§ Records for the task:
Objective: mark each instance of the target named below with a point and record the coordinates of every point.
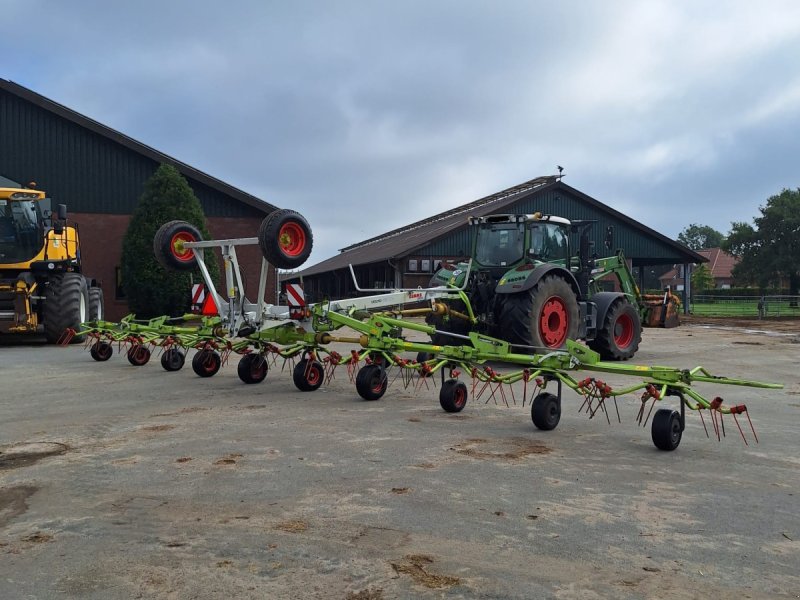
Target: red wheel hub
(179, 251)
(292, 239)
(623, 331)
(554, 322)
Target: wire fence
(757, 307)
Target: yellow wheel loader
(42, 286)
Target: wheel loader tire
(621, 331)
(96, 304)
(546, 316)
(168, 245)
(66, 306)
(285, 239)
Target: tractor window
(549, 242)
(21, 230)
(499, 245)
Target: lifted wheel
(667, 429)
(173, 359)
(101, 351)
(453, 395)
(169, 249)
(252, 368)
(546, 411)
(308, 375)
(206, 363)
(371, 382)
(138, 355)
(285, 239)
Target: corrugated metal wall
(85, 170)
(643, 249)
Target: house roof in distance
(132, 144)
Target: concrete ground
(131, 482)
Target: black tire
(206, 363)
(308, 375)
(168, 249)
(101, 351)
(173, 359)
(666, 429)
(97, 306)
(66, 306)
(545, 316)
(252, 368)
(453, 395)
(285, 239)
(138, 355)
(546, 411)
(371, 382)
(620, 334)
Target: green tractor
(525, 286)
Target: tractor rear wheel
(168, 245)
(546, 316)
(621, 331)
(285, 239)
(66, 306)
(96, 304)
(252, 368)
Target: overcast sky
(365, 116)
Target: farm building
(99, 174)
(408, 256)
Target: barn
(408, 256)
(99, 174)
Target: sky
(366, 116)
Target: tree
(698, 237)
(702, 279)
(151, 290)
(770, 249)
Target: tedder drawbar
(379, 325)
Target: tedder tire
(371, 382)
(546, 316)
(285, 239)
(96, 304)
(666, 429)
(546, 411)
(308, 375)
(621, 331)
(101, 351)
(252, 368)
(66, 305)
(173, 359)
(168, 245)
(453, 395)
(138, 355)
(206, 363)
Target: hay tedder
(381, 328)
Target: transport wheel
(173, 359)
(96, 304)
(138, 355)
(546, 316)
(206, 363)
(169, 249)
(66, 305)
(252, 368)
(371, 382)
(285, 239)
(546, 411)
(308, 375)
(666, 429)
(620, 334)
(453, 395)
(101, 351)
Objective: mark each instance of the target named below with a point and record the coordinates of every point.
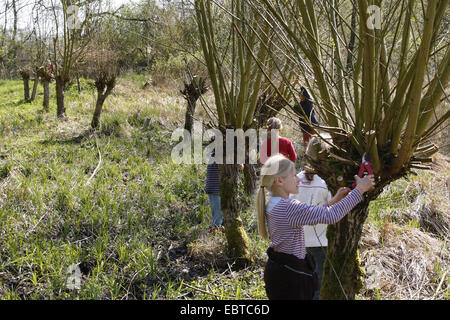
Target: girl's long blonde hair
(277, 165)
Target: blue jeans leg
(216, 211)
(319, 254)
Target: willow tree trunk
(35, 85)
(342, 273)
(60, 108)
(190, 111)
(237, 239)
(98, 110)
(46, 102)
(26, 87)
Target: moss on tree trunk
(342, 274)
(237, 239)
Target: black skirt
(289, 278)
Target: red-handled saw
(365, 166)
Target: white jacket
(313, 193)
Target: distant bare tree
(101, 65)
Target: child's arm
(299, 214)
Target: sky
(26, 7)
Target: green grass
(137, 228)
(118, 228)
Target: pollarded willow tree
(378, 71)
(238, 83)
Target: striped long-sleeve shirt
(286, 218)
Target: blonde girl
(288, 273)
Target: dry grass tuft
(408, 264)
(208, 249)
(407, 256)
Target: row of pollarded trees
(77, 49)
(377, 88)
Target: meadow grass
(112, 203)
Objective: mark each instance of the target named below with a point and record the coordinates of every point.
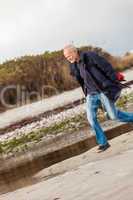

§ Task prompt:
Express the material as a numbered list, starting at the line that contains "Target: green tractor" and ending at the last line of the material, with both ends included and blank lines left out. Leave the pictures out of the answer.

§ Task output:
1. Target: green tractor
2. (525, 286)
3. Target: tractor rear wheel
4. (168, 245)
5. (546, 316)
6. (621, 331)
7. (285, 239)
8. (66, 306)
9. (96, 304)
10. (252, 368)
11. Target: overcast sky
12. (365, 116)
13. Target: farm building
14. (99, 174)
15. (408, 256)
16. Target: barn
17. (408, 256)
18. (99, 174)
19. Target: sky
20. (366, 116)
21. Target: tree
22. (698, 237)
23. (702, 279)
24. (151, 290)
25. (770, 249)
26. Target: tedder drawbar
27. (379, 325)
28. Target: tedder tire
29. (371, 382)
30. (546, 316)
31. (285, 239)
32. (96, 304)
33. (666, 429)
34. (546, 411)
35. (308, 375)
36. (621, 331)
37. (101, 351)
38. (252, 368)
39. (66, 305)
40. (173, 359)
41. (168, 245)
42. (453, 395)
43. (138, 355)
44. (206, 363)
45. Target: hay tedder
46. (381, 328)
47. Target: transport wheel
48. (173, 359)
49. (96, 304)
50. (138, 355)
51. (546, 316)
52. (206, 363)
53. (169, 249)
54. (66, 305)
55. (252, 368)
56. (371, 382)
57. (285, 239)
58. (546, 411)
59. (308, 375)
60. (666, 429)
61. (620, 334)
62. (453, 395)
63. (101, 351)
64. Objective: mark each instance of the target named below with a point and record the coordinates of every point.
65. Target: girl's long blonde hair
66. (277, 165)
67. Target: blue jeans leg
68. (216, 211)
69. (319, 254)
70. Target: willow tree trunk
71. (35, 85)
72. (342, 273)
73. (60, 108)
74. (190, 111)
75. (237, 239)
76. (98, 110)
77. (46, 102)
78. (26, 87)
79. Target: moss on tree trunk
80. (342, 274)
81. (237, 239)
82. Target: black skirt
83. (289, 278)
84. Target: red-handled saw
85. (365, 166)
86. Target: white jacket
87. (313, 193)
88. Target: distant bare tree
89. (101, 65)
90. Target: child's arm
91. (299, 214)
92. Target: sky
93. (26, 7)
94. Target: green grass
95. (137, 228)
96. (118, 228)
97. Target: pollarded willow tree
98. (378, 71)
99. (238, 83)
100. Target: striped long-sleeve shirt
101. (286, 218)
102. Target: blonde girl
103. (288, 273)
104. Target: dry grass tuft
105. (408, 264)
106. (208, 249)
107. (407, 256)
108. Target: row of pollarded trees
109. (77, 49)
110. (377, 88)
111. Target: meadow grass
112. (112, 203)
113. Objective: mark each instance of the target named below with a point and record the coordinates of every point.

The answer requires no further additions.